# START OF Text segment

Does meditation work? For me, yes.
My mind runs in circles. It’s not gathering amazing bits of information for future books. Not generally. Most of the time, the focus of my thoughts involve a lack of time, too many body aches, deadlines, dinners, family dynamics, a need to be alone, a need for friends, a need for family, a desire to be in nature, to find comfort in my own home, an urge to help others outside my circle, and total exhaustion when I can’t reconcile everything.
When I’m in sync with a current activity, everything flows together and creates milestones in my life. A finished book, a painted room, a planted garden, or a stack of bills being paid. At other times, when there are too many issues to think about and too much emotion and pressure piling around me, I fade into nothing. I can maintain basic tasks at these times, but the quality isn’t top notch and my overall feeling of accomplishment is empty. Those are some of my toughest days. Going through the motions of life without passion.
Meditation has changed that. Each morning I take ten minutes. I’d like to brag to you and say I’m in the zone for an hour, but for now, ten minutes is all I can spare. I sit on the sofa in my office. It’s one of my favorite rooms in the house. I get comfortable, which for me involves clasping my hands together and tucking feet under my legs. Exposed hands and feet freak me out and I can’t relax. It’s my quirk and I refuse to fight it.
I listen to the guru from Headspace guide me through a breathing exercise and an ability to separate from the crush of ideas and thoughts in my head. When I emerge ten minutes later, I still feel a bit crushed (it’s not a miracle cure), but the intensity of life dies down so I can find my focus for the afternoon, whether it’s spending time with my children who need someone to listen to them, staying clear on my clients’ need and wishes, or writing a story where I can be present with my characters’ thoughts and actions.

# END OF Text segment
# START OF Data shown

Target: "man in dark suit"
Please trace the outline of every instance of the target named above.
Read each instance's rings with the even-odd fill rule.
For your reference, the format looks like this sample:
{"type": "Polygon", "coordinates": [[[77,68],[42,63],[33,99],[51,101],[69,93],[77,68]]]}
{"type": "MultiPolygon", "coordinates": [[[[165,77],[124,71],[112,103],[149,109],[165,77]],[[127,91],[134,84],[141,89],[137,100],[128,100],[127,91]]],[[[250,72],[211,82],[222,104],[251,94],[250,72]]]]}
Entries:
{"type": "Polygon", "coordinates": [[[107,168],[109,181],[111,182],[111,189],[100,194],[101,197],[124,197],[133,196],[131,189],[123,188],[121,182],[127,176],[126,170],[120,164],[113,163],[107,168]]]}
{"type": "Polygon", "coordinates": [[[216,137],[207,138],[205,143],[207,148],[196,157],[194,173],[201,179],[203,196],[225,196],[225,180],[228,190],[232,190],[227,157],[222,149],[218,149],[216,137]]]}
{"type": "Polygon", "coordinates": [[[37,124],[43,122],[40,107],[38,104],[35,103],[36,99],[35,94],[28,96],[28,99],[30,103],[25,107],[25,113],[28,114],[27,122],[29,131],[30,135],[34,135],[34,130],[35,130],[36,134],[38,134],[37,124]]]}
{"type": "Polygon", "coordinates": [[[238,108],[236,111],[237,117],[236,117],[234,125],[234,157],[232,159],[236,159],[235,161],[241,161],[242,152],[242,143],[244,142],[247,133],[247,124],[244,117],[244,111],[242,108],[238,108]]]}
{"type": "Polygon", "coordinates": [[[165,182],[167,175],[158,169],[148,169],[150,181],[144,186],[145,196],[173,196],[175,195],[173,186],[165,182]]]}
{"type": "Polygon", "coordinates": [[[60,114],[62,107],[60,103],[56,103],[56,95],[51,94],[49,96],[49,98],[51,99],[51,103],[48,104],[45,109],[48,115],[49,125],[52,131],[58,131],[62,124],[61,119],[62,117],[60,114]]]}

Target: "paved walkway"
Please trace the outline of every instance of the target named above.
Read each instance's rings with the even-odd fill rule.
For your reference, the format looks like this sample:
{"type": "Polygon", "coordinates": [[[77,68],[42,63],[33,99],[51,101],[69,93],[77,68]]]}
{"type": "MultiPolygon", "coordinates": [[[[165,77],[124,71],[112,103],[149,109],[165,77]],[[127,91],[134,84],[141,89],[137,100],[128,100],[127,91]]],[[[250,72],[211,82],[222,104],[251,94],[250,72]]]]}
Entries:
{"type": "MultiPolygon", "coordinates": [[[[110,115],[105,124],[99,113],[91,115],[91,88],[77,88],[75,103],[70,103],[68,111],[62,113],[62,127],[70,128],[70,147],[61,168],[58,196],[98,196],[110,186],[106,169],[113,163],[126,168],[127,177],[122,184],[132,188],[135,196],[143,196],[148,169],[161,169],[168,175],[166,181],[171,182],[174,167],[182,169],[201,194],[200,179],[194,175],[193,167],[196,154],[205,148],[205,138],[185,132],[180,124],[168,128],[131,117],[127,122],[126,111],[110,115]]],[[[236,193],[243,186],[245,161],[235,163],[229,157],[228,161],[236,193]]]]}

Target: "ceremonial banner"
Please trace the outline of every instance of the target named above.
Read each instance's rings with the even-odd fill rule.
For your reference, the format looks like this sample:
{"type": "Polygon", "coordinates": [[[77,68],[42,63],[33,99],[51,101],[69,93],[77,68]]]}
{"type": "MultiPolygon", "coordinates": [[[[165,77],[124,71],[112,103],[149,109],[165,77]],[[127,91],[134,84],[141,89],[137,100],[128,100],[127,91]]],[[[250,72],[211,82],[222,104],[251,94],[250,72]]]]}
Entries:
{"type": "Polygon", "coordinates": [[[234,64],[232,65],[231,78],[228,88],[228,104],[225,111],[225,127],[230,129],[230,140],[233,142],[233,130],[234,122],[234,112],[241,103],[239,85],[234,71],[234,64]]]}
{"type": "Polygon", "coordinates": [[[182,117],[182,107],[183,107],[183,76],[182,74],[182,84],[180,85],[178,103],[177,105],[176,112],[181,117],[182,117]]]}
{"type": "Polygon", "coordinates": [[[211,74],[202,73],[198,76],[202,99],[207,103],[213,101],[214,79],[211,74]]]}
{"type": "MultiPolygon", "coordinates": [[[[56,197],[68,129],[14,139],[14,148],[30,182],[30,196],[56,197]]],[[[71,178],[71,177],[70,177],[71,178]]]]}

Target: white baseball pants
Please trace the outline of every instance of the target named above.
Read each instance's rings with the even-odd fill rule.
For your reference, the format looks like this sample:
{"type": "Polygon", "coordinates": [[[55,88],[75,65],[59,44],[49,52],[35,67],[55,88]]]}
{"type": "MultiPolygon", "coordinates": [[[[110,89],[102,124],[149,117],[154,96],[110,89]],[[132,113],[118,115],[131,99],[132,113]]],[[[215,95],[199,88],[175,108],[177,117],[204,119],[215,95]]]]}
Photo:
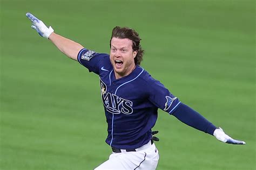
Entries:
{"type": "Polygon", "coordinates": [[[113,152],[109,159],[95,170],[125,170],[156,169],[159,155],[154,143],[149,143],[136,149],[136,152],[126,152],[121,150],[121,153],[113,152]]]}

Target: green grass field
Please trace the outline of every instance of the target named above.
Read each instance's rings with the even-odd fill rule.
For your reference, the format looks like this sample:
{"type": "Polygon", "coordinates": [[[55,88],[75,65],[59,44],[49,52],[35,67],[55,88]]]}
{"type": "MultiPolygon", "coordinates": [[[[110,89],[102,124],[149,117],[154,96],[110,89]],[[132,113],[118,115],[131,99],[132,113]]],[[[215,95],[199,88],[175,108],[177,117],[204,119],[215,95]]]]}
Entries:
{"type": "Polygon", "coordinates": [[[109,51],[116,25],[142,38],[142,66],[244,146],[159,110],[158,169],[255,169],[255,1],[1,1],[0,169],[92,169],[108,159],[99,79],[30,28],[27,12],[109,51]]]}

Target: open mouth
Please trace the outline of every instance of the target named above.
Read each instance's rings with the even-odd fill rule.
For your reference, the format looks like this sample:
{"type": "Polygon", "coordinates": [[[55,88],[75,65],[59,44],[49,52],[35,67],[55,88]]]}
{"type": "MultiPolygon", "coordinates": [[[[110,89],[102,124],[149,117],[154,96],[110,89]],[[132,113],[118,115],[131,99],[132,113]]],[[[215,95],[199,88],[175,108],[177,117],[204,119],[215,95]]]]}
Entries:
{"type": "Polygon", "coordinates": [[[115,60],[114,63],[117,68],[120,68],[123,63],[123,61],[119,60],[115,60]]]}

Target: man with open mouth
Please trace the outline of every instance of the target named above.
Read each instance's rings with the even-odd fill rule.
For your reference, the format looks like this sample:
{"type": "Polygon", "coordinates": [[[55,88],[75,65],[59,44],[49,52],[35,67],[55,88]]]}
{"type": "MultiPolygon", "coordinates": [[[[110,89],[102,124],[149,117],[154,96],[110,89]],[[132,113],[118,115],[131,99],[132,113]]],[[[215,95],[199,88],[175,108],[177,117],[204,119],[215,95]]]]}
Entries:
{"type": "Polygon", "coordinates": [[[50,40],[70,58],[99,75],[102,99],[107,123],[106,143],[109,159],[95,169],[156,169],[159,160],[152,131],[158,109],[185,124],[213,135],[223,142],[245,144],[232,139],[199,113],[182,103],[159,81],[140,66],[144,51],[134,30],[115,27],[110,38],[110,54],[100,53],[54,32],[30,13],[32,28],[50,40]]]}

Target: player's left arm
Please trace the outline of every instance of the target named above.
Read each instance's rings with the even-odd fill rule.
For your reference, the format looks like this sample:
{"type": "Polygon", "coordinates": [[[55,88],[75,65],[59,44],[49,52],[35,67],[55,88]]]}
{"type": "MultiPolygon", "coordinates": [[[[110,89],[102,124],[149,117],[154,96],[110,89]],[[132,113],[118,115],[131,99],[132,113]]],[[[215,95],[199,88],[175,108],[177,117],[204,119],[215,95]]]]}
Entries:
{"type": "Polygon", "coordinates": [[[191,127],[213,135],[221,141],[231,144],[245,144],[244,141],[232,138],[225,134],[221,128],[216,128],[200,114],[184,104],[181,103],[172,115],[191,127]]]}
{"type": "Polygon", "coordinates": [[[182,103],[171,94],[160,82],[149,84],[149,100],[158,108],[173,115],[184,123],[205,133],[213,135],[223,142],[232,144],[245,144],[245,142],[232,139],[223,130],[216,128],[202,115],[182,103]]]}

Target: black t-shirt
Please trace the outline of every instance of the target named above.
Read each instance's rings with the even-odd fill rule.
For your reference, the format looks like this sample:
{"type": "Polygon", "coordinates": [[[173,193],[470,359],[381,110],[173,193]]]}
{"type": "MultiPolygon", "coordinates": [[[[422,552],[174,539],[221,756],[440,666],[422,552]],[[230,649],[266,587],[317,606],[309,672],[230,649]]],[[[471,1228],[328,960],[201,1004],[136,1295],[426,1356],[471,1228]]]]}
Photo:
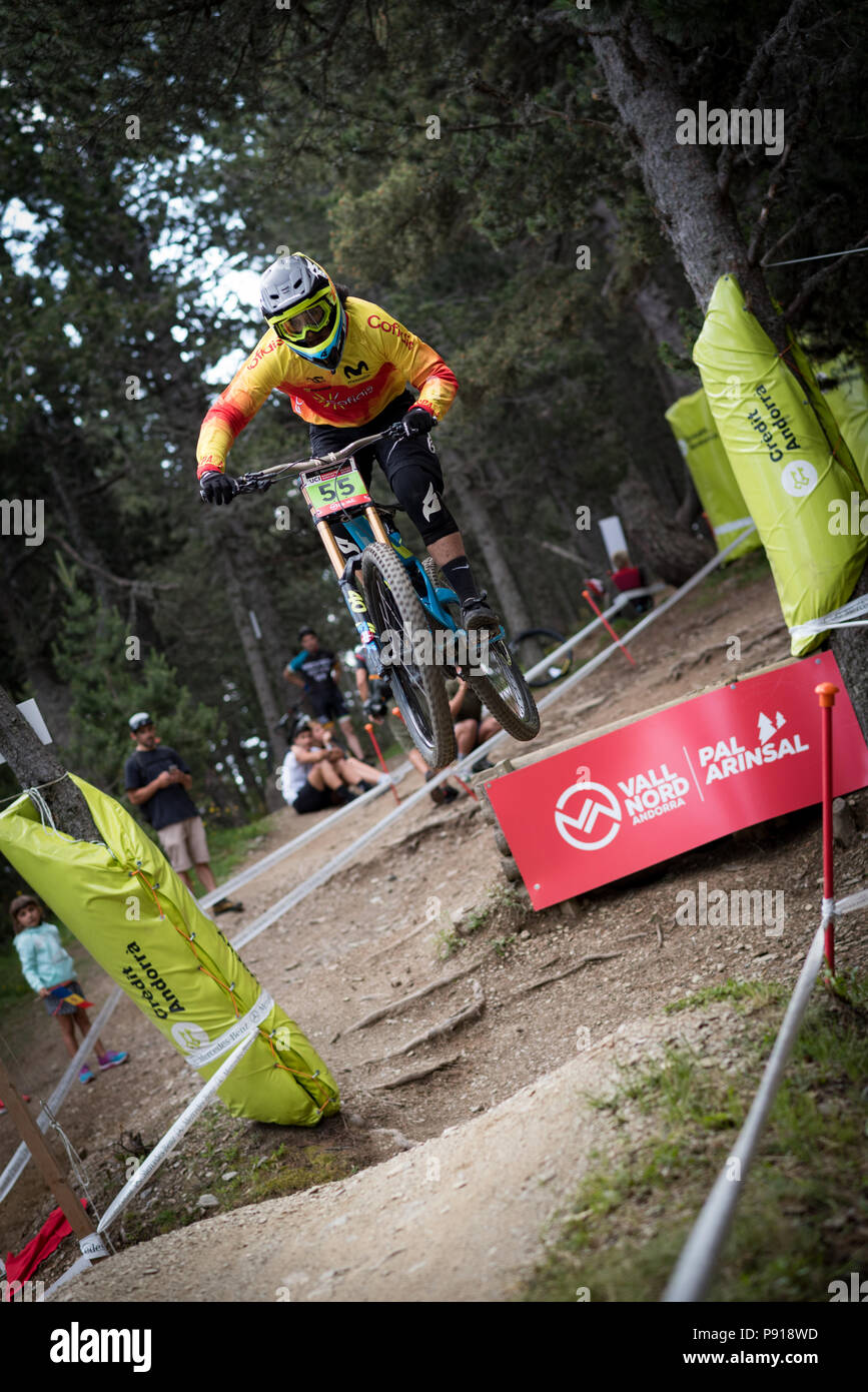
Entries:
{"type": "MultiPolygon", "coordinates": [[[[189,773],[189,767],[168,745],[157,745],[156,749],[136,749],[124,766],[124,785],[127,788],[146,788],[172,764],[182,774],[189,773]]],[[[175,821],[186,821],[188,817],[199,816],[196,803],[181,784],[174,784],[171,788],[157,788],[153,798],[139,803],[139,807],[154,831],[161,827],[172,827],[175,821]]]]}
{"type": "Polygon", "coordinates": [[[289,663],[289,671],[303,677],[305,690],[310,695],[312,692],[338,689],[331,675],[334,664],[335,656],[327,647],[317,647],[316,653],[309,653],[307,649],[303,649],[289,663]]]}

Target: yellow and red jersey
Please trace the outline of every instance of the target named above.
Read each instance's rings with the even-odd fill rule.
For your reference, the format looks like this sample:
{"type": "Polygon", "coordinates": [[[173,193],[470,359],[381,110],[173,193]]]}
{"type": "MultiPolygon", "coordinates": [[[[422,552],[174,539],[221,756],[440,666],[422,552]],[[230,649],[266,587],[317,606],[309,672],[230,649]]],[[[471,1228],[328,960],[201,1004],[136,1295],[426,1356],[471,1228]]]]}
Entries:
{"type": "Polygon", "coordinates": [[[337,372],[292,352],[273,329],[238,369],[207,412],[199,432],[198,473],[225,469],[235,437],[273,391],[282,391],[312,425],[364,426],[406,390],[419,388],[420,406],[438,420],[458,381],[440,354],[367,299],[346,299],[346,342],[337,372]]]}

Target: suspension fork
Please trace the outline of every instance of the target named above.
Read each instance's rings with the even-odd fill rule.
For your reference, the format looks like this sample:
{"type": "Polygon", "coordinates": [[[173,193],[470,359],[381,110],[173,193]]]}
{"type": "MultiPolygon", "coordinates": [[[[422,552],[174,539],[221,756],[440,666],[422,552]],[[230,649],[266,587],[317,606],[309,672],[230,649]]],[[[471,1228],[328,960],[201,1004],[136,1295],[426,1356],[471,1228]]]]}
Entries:
{"type": "MultiPolygon", "coordinates": [[[[383,526],[383,521],[377,509],[374,507],[367,507],[364,509],[364,515],[369,521],[370,529],[374,533],[377,541],[383,540],[385,541],[387,546],[391,546],[388,535],[385,532],[385,528],[383,526]]],[[[377,638],[377,631],[370,621],[364,594],[362,593],[360,586],[357,586],[355,582],[355,568],[356,565],[359,565],[360,557],[359,558],[351,557],[349,561],[345,560],[345,557],[341,553],[341,548],[338,547],[338,543],[335,541],[334,532],[331,530],[326,518],[323,518],[320,522],[316,523],[316,529],[320,533],[320,540],[323,546],[326,547],[326,554],[331,561],[332,569],[338,580],[338,587],[341,590],[341,594],[344,596],[344,603],[346,604],[349,617],[353,621],[356,633],[359,635],[363,643],[374,642],[374,639],[377,638]]],[[[378,657],[380,651],[376,646],[374,651],[377,653],[378,657]]],[[[377,663],[377,667],[380,668],[380,663],[377,663]]]]}

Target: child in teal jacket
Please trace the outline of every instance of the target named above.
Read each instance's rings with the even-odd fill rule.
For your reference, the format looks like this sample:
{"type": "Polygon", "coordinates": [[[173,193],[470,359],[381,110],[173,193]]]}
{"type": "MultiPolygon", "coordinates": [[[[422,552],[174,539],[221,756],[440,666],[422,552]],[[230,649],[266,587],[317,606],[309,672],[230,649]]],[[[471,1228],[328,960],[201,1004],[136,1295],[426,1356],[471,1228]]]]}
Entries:
{"type": "MultiPolygon", "coordinates": [[[[67,1052],[72,1058],[78,1044],[75,1026],[83,1040],[90,1031],[83,992],[75,980],[75,963],[60,941],[60,933],[53,923],[46,923],[42,905],[32,894],[19,894],[10,905],[15,928],[15,951],[21,958],[21,970],[28,986],[42,997],[49,1015],[57,1018],[67,1052]]],[[[102,1040],[93,1041],[100,1069],[117,1068],[127,1061],[127,1054],[110,1052],[102,1040]]],[[[86,1063],[79,1069],[82,1083],[93,1082],[93,1073],[86,1063]]]]}

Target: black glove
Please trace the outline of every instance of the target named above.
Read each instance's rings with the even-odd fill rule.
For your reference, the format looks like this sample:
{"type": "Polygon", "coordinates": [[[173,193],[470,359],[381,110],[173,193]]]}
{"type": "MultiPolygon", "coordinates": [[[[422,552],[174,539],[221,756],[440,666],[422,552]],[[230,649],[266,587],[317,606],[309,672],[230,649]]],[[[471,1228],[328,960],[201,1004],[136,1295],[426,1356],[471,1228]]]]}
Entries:
{"type": "Polygon", "coordinates": [[[220,469],[206,469],[199,479],[199,497],[203,503],[230,504],[238,493],[238,484],[228,473],[220,469]]]}
{"type": "Polygon", "coordinates": [[[424,406],[410,406],[406,416],[389,426],[389,436],[427,434],[437,425],[437,419],[424,406]]]}

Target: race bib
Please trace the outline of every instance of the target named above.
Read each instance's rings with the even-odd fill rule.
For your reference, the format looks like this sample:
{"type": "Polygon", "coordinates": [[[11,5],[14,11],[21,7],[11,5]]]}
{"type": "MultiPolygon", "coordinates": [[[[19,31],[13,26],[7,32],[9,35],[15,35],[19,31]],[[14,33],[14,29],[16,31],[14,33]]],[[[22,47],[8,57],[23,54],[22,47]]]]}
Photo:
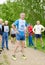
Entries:
{"type": "Polygon", "coordinates": [[[25,20],[19,20],[19,30],[24,31],[25,29],[25,20]]]}
{"type": "Polygon", "coordinates": [[[0,25],[0,29],[2,30],[2,25],[0,25]]]}
{"type": "Polygon", "coordinates": [[[9,26],[4,26],[4,32],[9,32],[9,26]]]}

# END OF Data shown

### Written instruction 1:
Reproduce the passage on meditation in full, word for word.
### Written instruction 2:
Write out the part of the entries that opens with the line containing "Target: black glove" and closes with the last line of the entries. Copy those lines exactly and leave out the picture.
The passage on meditation and the entries are two independent pieces of material.

### Correct result 1:
Does meditation work? For me, yes.
My mind runs in circles. It’s not gathering amazing bits of information for future books. Not generally. Most of the time, the focus of my thoughts involve a lack of time, too many body aches, deadlines, dinners, family dynamics, a need to be alone, a need for friends, a need for family, a desire to be in nature, to find comfort in my own home, an urge to help others outside my circle, and total exhaustion when I can’t reconcile everything.
When I’m in sync with a current activity, everything flows together and creates milestones in my life. A finished book, a painted room, a planted garden, or a stack of bills being paid. At other times, when there are too many issues to think about and too much emotion and pressure piling around me, I fade into nothing. I can maintain basic tasks at these times, but the quality isn’t top notch and my overall feeling of accomplishment is empty. Those are some of my toughest days. Going through the motions of life without passion.
Meditation has changed that. Each morning I take ten minutes. I’d like to brag to you and say I’m in the zone for an hour, but for now, ten minutes is all I can spare. I sit on the sofa in my office. It’s one of my favorite rooms in the house. I get comfortable, which for me involves clasping my hands together and tucking feet under my legs. Exposed hands and feet freak me out and I can’t relax. It’s my quirk and I refuse to fight it.
I listen to the guru from Headspace guide me through a breathing exercise and an ability to separate from the crush of ideas and thoughts in my head. When I emerge ten minutes later, I still feel a bit crushed (it’s not a miracle cure), but the intensity of life dies down so I can find my focus for the afternoon, whether it’s spending time with my children who need someone to listen to them, staying clear on my clients’ need and wishes, or writing a story where I can be present with my characters’ thoughts and actions.

### Correct result 2:
Target: black glove
Please trace the outline of every instance of the target named above.
Read each instance's rings with the even-odd fill rule.
For your reference, the format looks like this sample:
{"type": "Polygon", "coordinates": [[[173,193],[470,359],[381,110],[173,193]]]}
{"type": "MultiPolygon", "coordinates": [[[[422,552],[174,539],[221,756],[440,666],[422,552]],[[230,649],[266,587],[317,606],[309,672],[230,649]]],[[[471,1228],[328,960],[201,1004],[136,1295],[426,1356],[471,1228]]]]}
Entries:
{"type": "Polygon", "coordinates": [[[220,469],[206,469],[199,479],[199,497],[203,503],[230,504],[238,493],[238,484],[228,473],[220,469]]]}
{"type": "Polygon", "coordinates": [[[424,406],[410,406],[406,416],[389,426],[389,436],[427,434],[437,425],[437,419],[424,406]]]}

Target: race bib
Please trace the outline of every instance of the target named above.
Read each instance's rings with the even-odd fill rule.
For your reference, the format looks like this sample:
{"type": "Polygon", "coordinates": [[[11,5],[14,11],[21,7],[11,5]]]}
{"type": "MultiPolygon", "coordinates": [[[[19,31],[13,26],[7,32],[9,35],[15,35],[19,31]],[[14,33],[14,29],[16,31],[14,33]]],[[[22,47],[8,57],[23,54],[22,47]]]]}
Photo:
Entries:
{"type": "Polygon", "coordinates": [[[25,20],[19,20],[19,30],[24,31],[25,29],[25,20]]]}
{"type": "Polygon", "coordinates": [[[0,25],[0,29],[2,30],[2,25],[0,25]]]}
{"type": "Polygon", "coordinates": [[[9,26],[4,26],[4,32],[9,32],[9,26]]]}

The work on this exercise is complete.